Objetivo: ¿Puedes devolver sin ningún cambio la parte del fragmento sobre la oración que arranca con las palabras "La Base Espiritual" y acaba en "como una consecuencia."?

Fragmento del texto:
■ ■ ■ ■
Poseyendo facultades infinitamente superiores a las de los animales y las plantas, el hombre imitará en verdad su sabiduría y su gloria siendo activo en su propia esfera, la de la oración y meditación.

La Base Espiritual no es un sinónimo de laissez faire; significa actividad intensa, pero en el plano espiritual, que es bien distinto del material. Ésta es la única forma por medio de la cual uno puede buscar el Reino de los Cielos; después de lo cual todas las cosas necesarias vendrán como una consecuencia.

Si nos sentimos muy desanimados y desconcertados, ha llegado el momento de echamos mentalmente entre las amapolas, leer la Biblia y orar con serenidad, pero con perseverancia, hasta que algo suceda, o bien dentro o bien fuera de nosotros.

Y esto no es laissez faire porque la oración es acción. Una vez, en Londres, conocí a una señora cuyos asuntos se enredaron tan desesperadamente que parecía destinada inexorablemente a la más completa ruina. La animé a que abandonase mentalmente toda su carga y, sin temor a las consecuencias inmediatas, pasase dos o tres días buscando en la Biblia una inspiración y pidiendo en oración la paz y la felicidad.

Al cabo de una semana, sin que hubiese realizado acción mate-rial alguna, todo quedó aclarado como por arte de magia.
■ ■ ■ ■
Listado de datos:
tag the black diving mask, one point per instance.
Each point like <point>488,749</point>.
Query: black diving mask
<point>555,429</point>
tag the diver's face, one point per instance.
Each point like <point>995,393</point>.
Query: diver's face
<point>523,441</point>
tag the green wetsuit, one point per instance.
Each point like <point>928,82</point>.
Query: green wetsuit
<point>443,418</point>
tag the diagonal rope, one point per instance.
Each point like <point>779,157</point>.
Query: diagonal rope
■ ■ ■ ■
Respuesta desarrollada:
La Base Espiritual no es un sinónimo de laissez faire; significa actividad intensa, pero en el plano espiritual, que es bien distinto del material. Ésta es la única forma por medio de la cual uno puede buscar el Reino de los Cielos; después de lo cual todas las cosas necesarias vendrán como una consecuencia.